### EXCERPTED PASSAGE

But you don’t have to follow suit.

While the current climate may be challenging for growth – causing businesses across South Africa to tread cautiously – business leaders can’t let themselves become uninspired or demotivated by prevailing circumstances or sentiment.

Amidst political and economic turbulence, it’s advisable to elevate your mindset to find creative ways to grow and succeed. These three must-watch TED Talks by some of the world’s leading minds in leadership, psychology and law, can help you develop a different mindset for doing business:

1. The happy secret to better work by Shawn Achor

Who is Shawn Achor?

Shawn Achor is the CEO of Good Think Inc., where he researches and teaches about positive psychology, and the author of The Happiness Advantage. After 12 years of research at Harvard University, he discovered how businesses can increase their employees’ happiness, consequently raising success rates and profits. Making him a firm believer that positive changes ripple into more successful company cultures.

A key takeaway

Positive psychology involves understanding the science of happiness and that our external world is not predictive of our internal level of happiness:

“90% of your long-term happiness is predicted not by the external world, but by the way your brain processes the world. We’re finding it’s not necessarily the reality that shapes us, but the lens through which your brain views the world that shapes your reality. If we can change the lens, not only can we change your happiness, we can change every single educational and business outcome at the same time.”

How to apply this lesson

Find a way of becoming positive in the present. Your brain will be able to work harder, faster and more intelligently. Achor suggests meditation to focus on the task at hand, allowing your brain to get over the ‘cultural ADHD’ that gets created through trying to do multiple tasks at once.

2. The puzzle of motivation by Dan Pink

Who is Dan Pink?

Career analyst, former speechwriter for Al Gore, and best-selling author, Dan Pink, examines the puzzle of motivation. starting with a fact that social scientists know but most managers don't - that traditional rewards aren’t always as effective as we think.

### SHORT TASK 1
Answer these questions from the TED Talks article above:
(a) Of what company is Shawn Achor the CEO?
(b) How many years of research did Achor do at Harvard University?
(c) For whom did Dan Pink once write speeches?
### SHORT TASK 2
Name every field in which, according to the TED Talks article above, the speakers of the three recommended talks are leading minds.
The data that comes next is separate material and is not part of the article above.

### DATA
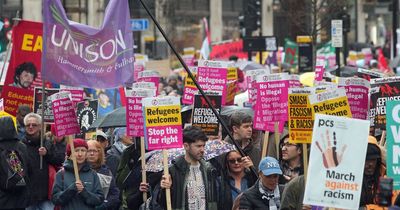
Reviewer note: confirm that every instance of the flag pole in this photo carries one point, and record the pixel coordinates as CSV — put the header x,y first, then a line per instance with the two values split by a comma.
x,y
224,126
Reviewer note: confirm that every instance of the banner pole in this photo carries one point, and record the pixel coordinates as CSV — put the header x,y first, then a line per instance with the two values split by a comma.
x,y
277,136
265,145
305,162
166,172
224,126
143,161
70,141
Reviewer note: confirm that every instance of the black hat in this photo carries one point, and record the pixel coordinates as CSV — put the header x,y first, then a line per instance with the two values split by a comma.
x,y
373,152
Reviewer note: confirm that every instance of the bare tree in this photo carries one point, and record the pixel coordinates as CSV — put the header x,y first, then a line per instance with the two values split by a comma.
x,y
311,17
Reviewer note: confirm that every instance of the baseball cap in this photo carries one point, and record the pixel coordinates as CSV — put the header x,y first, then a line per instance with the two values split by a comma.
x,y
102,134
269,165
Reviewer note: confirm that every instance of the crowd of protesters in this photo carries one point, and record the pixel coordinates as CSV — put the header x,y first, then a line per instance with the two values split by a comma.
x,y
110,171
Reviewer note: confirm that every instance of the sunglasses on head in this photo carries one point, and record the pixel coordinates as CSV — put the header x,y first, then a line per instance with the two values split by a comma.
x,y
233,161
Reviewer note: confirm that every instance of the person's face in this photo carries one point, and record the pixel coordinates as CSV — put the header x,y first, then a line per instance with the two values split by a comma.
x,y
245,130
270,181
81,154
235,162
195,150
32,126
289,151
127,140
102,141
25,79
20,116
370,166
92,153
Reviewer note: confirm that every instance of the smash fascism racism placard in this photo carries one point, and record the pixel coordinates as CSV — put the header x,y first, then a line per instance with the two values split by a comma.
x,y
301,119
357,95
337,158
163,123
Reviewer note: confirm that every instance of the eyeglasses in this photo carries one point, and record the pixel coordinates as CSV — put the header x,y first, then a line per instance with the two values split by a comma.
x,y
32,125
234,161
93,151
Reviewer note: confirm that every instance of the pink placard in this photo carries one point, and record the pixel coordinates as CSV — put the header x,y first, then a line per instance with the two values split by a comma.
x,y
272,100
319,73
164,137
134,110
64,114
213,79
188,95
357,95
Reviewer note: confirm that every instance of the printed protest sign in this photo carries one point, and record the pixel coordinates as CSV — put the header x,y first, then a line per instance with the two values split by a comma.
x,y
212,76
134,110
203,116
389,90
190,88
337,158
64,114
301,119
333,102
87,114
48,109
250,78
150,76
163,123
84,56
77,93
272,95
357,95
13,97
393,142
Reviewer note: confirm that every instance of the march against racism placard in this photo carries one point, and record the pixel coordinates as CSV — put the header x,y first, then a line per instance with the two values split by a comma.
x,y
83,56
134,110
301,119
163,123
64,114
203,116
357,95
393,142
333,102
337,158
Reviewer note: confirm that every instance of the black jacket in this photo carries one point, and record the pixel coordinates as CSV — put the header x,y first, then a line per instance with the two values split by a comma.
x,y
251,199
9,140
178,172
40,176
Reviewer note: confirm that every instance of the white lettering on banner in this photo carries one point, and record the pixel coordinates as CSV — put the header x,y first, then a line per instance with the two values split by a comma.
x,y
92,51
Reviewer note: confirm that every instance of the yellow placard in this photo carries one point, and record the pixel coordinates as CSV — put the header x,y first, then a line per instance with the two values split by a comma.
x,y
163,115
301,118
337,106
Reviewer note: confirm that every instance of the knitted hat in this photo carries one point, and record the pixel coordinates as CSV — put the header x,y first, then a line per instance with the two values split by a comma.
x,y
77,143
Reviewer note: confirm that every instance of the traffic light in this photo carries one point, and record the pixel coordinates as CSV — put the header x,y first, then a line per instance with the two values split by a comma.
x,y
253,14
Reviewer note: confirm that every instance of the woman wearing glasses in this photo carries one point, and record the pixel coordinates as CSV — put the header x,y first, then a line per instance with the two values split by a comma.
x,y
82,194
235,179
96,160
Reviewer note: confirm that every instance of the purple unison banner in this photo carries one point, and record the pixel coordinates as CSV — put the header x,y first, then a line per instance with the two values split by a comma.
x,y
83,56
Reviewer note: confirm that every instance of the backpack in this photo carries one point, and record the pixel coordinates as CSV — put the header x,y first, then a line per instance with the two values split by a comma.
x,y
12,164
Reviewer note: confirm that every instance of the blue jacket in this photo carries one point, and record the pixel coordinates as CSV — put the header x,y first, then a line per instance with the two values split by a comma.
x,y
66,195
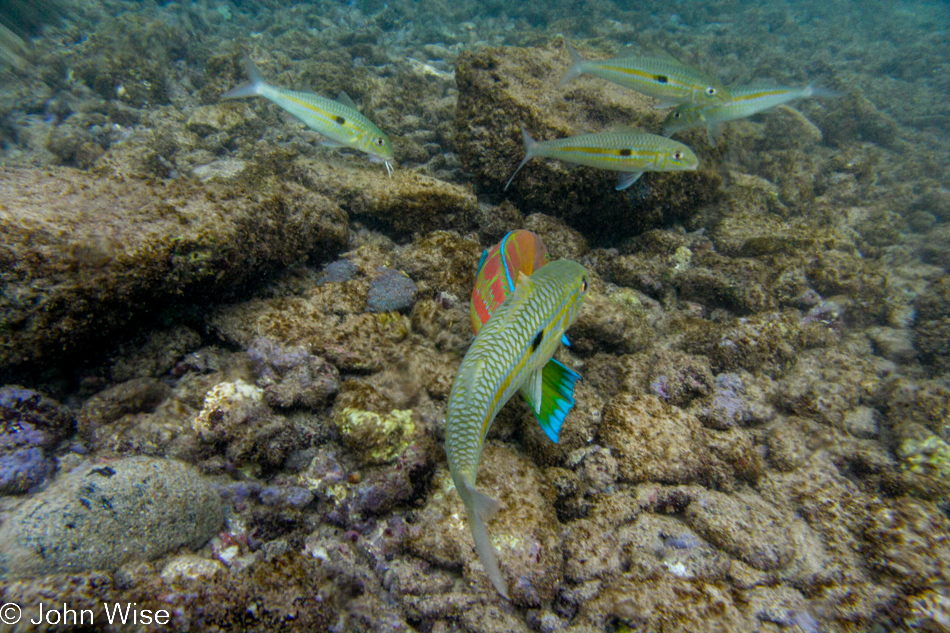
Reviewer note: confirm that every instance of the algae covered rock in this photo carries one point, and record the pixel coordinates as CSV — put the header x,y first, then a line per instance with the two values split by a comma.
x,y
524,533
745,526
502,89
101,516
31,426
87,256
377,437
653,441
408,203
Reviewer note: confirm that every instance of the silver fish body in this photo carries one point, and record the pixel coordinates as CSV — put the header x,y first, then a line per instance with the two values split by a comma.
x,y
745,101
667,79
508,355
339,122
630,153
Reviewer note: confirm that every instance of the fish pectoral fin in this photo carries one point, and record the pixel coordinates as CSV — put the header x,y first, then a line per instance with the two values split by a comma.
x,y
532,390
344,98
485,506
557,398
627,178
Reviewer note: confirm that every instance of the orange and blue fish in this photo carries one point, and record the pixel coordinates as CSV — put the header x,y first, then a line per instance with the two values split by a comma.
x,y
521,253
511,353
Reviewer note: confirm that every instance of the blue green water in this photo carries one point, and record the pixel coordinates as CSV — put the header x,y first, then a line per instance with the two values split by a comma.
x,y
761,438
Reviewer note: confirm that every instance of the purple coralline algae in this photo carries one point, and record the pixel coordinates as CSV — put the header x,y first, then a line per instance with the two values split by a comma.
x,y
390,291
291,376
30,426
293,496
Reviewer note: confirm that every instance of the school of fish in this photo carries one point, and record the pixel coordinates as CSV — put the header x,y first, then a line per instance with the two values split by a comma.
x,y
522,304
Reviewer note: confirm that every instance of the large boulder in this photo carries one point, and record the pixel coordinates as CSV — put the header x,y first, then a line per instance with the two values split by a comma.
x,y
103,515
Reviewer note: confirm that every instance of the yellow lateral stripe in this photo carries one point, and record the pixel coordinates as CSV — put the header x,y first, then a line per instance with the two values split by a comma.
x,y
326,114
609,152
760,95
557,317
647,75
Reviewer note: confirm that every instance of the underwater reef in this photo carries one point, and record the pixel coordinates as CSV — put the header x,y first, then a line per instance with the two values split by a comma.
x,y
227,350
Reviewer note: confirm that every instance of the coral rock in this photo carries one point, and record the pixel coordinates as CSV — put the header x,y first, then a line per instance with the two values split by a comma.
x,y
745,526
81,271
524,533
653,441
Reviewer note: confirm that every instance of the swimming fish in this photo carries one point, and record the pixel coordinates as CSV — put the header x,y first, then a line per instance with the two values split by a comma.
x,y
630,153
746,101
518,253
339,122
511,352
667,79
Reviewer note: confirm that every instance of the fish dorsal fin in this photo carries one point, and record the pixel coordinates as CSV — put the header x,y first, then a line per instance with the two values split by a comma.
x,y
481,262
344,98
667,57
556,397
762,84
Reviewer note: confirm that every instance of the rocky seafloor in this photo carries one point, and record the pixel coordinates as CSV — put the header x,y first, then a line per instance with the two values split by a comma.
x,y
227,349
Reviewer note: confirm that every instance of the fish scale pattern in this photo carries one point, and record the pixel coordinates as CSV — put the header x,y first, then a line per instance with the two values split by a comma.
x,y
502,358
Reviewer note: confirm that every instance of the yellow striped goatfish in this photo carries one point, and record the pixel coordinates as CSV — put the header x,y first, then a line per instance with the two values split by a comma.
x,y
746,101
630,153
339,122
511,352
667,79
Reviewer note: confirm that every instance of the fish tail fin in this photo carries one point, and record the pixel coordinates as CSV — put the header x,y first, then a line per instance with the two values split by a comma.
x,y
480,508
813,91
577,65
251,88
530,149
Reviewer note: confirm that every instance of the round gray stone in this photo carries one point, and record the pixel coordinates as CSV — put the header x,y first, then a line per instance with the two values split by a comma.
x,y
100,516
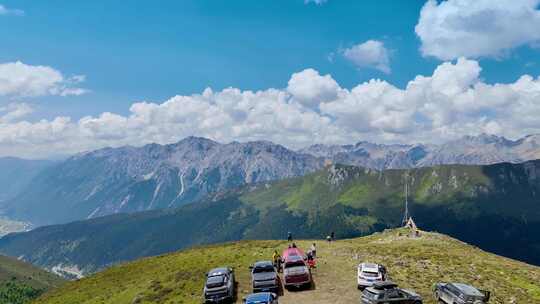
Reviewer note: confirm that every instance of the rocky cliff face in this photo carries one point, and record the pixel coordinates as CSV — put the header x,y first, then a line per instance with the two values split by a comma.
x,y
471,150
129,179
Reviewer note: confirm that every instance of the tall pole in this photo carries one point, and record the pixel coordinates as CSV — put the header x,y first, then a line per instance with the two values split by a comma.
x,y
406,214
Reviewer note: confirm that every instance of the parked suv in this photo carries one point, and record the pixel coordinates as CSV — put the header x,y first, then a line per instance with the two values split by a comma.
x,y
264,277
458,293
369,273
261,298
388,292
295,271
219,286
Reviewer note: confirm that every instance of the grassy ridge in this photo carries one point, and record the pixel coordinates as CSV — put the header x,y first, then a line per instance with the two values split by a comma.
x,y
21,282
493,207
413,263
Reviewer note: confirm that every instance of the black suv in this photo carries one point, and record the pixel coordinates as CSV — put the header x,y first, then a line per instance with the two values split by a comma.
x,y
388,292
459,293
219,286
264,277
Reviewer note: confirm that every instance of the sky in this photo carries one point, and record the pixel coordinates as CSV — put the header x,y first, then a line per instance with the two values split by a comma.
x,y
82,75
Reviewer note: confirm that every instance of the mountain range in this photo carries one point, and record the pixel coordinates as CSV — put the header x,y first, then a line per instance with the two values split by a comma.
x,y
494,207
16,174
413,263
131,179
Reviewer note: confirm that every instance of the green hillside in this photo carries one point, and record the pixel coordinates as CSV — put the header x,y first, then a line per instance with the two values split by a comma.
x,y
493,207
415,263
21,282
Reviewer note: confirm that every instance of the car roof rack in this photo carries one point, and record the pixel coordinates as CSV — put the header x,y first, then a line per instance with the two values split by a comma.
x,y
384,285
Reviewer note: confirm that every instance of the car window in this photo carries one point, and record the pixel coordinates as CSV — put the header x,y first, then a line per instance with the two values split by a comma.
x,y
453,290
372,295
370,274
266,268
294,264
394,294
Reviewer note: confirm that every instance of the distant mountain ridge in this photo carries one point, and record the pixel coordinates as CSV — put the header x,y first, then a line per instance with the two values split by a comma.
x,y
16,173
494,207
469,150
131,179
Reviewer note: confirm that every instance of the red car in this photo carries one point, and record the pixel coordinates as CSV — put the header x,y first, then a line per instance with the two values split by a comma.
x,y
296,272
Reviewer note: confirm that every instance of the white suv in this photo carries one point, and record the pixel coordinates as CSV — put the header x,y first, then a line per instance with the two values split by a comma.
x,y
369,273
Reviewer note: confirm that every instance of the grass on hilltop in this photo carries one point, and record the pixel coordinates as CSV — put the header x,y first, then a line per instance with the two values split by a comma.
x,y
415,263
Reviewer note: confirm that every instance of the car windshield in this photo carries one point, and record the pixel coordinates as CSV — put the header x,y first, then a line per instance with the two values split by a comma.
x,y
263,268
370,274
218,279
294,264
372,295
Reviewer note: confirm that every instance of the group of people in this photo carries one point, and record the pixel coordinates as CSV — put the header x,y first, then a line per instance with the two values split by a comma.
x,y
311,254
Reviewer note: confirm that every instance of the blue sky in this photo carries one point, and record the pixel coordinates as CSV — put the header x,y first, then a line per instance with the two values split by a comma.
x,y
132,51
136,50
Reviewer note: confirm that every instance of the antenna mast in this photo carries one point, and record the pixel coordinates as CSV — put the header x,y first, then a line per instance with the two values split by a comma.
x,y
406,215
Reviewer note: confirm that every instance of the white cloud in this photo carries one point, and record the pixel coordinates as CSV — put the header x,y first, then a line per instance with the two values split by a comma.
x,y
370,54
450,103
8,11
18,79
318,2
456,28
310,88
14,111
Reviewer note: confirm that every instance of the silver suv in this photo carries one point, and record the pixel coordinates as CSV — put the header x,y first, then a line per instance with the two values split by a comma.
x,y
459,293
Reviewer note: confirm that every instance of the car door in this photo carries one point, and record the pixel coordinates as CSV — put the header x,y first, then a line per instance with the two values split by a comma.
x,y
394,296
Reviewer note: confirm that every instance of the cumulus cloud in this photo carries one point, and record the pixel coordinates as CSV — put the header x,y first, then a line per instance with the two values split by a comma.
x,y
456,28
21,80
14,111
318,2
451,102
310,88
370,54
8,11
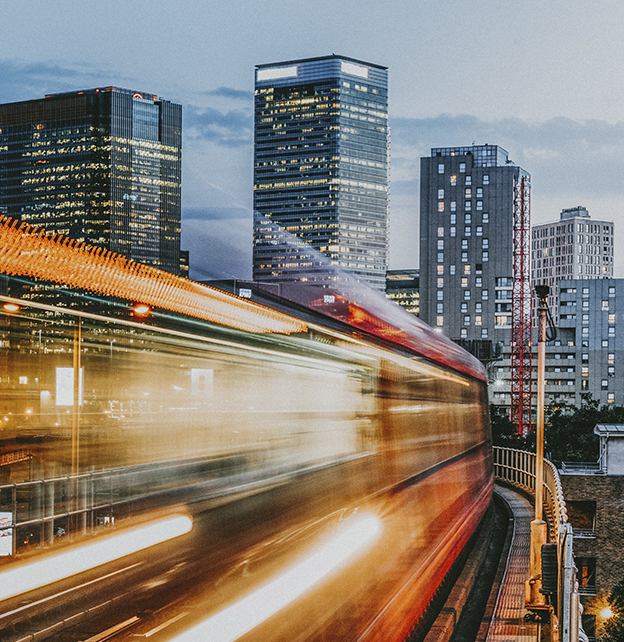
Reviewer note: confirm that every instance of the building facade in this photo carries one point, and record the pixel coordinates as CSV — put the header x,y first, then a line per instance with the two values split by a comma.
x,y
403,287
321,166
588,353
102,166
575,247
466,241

### RESPONSE 1
(a) Good Think Inc.
(b) 12 years
(c) Al Gore

### RESPONSE 2
Leadership, psychology, law